» YOUR INSTRUCTIONS: Your answer must be every line of the data that contains "blue".

» EXTRACTED ENTRIES:
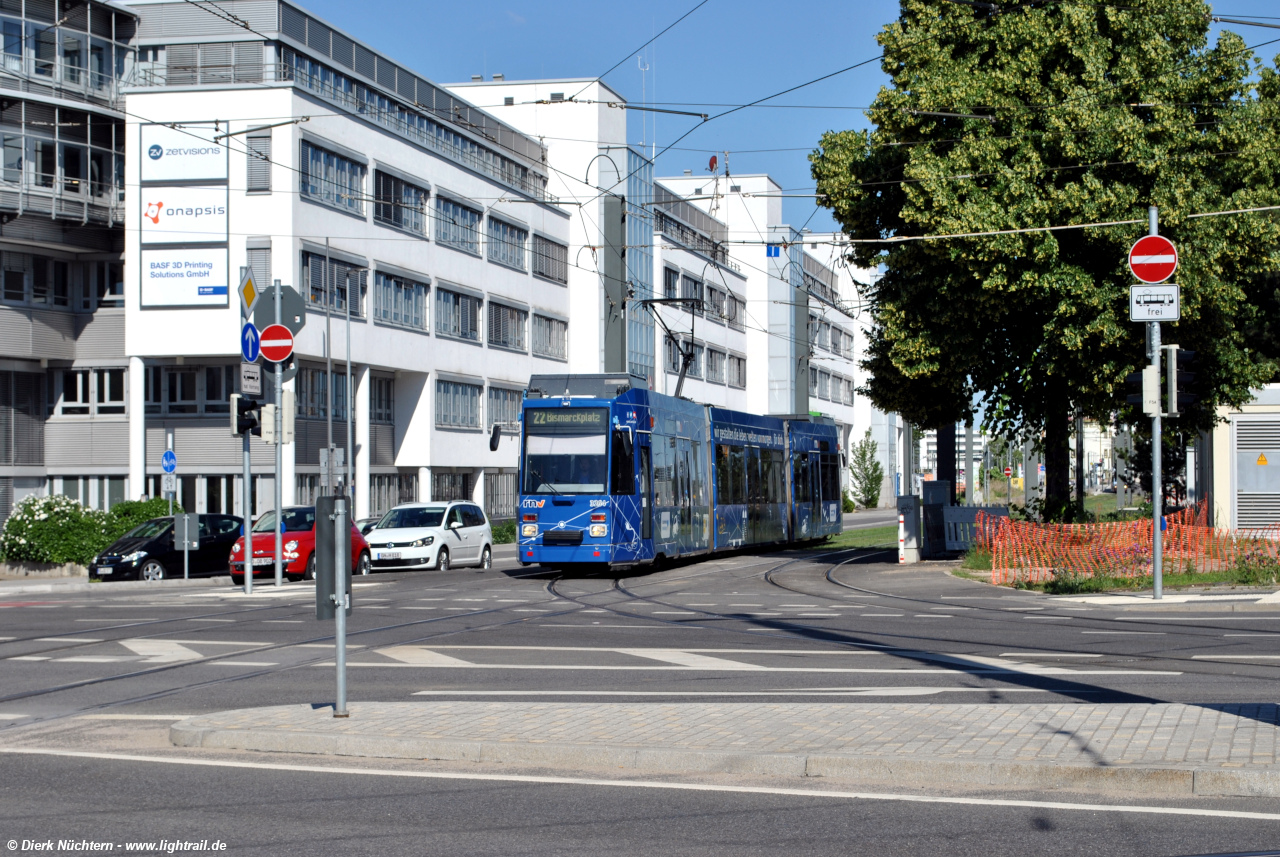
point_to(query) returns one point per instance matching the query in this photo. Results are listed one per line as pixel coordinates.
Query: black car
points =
--
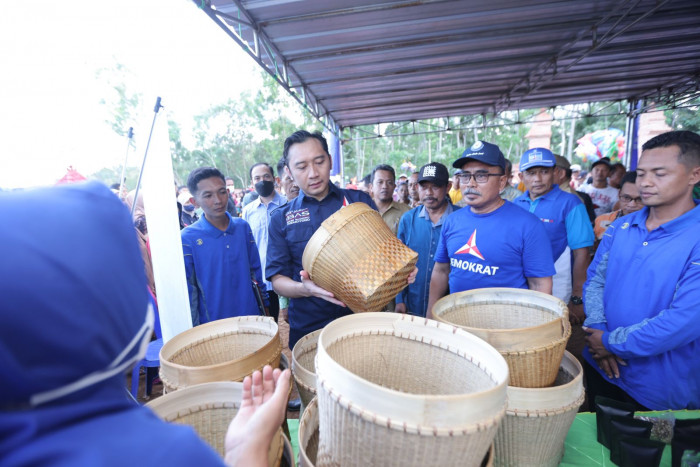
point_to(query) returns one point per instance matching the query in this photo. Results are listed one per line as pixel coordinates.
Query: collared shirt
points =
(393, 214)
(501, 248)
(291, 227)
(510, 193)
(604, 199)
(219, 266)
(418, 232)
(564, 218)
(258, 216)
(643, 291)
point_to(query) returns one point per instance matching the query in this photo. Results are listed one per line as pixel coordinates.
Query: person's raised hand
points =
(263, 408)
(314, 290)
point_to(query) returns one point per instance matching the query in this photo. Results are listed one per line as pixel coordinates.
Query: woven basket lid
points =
---
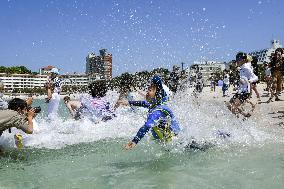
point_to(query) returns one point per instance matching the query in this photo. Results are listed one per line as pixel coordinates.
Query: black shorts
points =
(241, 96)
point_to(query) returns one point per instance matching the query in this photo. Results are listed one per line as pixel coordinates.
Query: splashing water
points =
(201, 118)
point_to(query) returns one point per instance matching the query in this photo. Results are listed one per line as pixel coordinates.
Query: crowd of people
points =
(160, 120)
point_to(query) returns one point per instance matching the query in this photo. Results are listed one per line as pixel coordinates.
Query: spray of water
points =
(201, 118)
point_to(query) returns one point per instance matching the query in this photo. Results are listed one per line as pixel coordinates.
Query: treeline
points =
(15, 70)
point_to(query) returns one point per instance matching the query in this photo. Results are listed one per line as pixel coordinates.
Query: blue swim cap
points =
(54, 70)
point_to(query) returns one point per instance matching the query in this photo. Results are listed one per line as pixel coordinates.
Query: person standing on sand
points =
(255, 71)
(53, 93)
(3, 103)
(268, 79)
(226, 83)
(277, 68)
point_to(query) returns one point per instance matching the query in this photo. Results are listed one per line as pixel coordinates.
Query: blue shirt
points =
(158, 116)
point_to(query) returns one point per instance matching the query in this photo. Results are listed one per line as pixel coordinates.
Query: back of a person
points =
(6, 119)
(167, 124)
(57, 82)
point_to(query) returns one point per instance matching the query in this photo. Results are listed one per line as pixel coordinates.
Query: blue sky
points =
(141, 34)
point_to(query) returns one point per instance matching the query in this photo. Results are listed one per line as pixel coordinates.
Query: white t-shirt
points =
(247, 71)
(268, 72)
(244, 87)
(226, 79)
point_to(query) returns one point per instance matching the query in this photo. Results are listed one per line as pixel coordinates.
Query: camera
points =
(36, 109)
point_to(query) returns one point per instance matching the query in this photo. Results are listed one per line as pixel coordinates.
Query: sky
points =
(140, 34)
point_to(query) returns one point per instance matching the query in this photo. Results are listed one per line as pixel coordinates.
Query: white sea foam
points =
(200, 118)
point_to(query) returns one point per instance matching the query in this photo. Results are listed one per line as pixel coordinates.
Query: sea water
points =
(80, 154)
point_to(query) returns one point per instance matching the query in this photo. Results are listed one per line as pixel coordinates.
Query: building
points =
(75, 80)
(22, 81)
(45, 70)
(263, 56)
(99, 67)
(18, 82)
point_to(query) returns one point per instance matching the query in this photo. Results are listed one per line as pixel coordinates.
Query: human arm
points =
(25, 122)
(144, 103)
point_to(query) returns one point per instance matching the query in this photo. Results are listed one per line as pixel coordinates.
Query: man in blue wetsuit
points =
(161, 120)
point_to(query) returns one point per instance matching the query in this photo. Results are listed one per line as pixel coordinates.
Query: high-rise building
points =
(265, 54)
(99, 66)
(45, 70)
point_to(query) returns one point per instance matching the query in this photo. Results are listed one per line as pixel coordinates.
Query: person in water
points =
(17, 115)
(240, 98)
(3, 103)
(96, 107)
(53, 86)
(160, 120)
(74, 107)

» RESPONSE:
Query: blue swim cap
Query: blue shirt
Query: blue sky
Query: man in blue wetsuit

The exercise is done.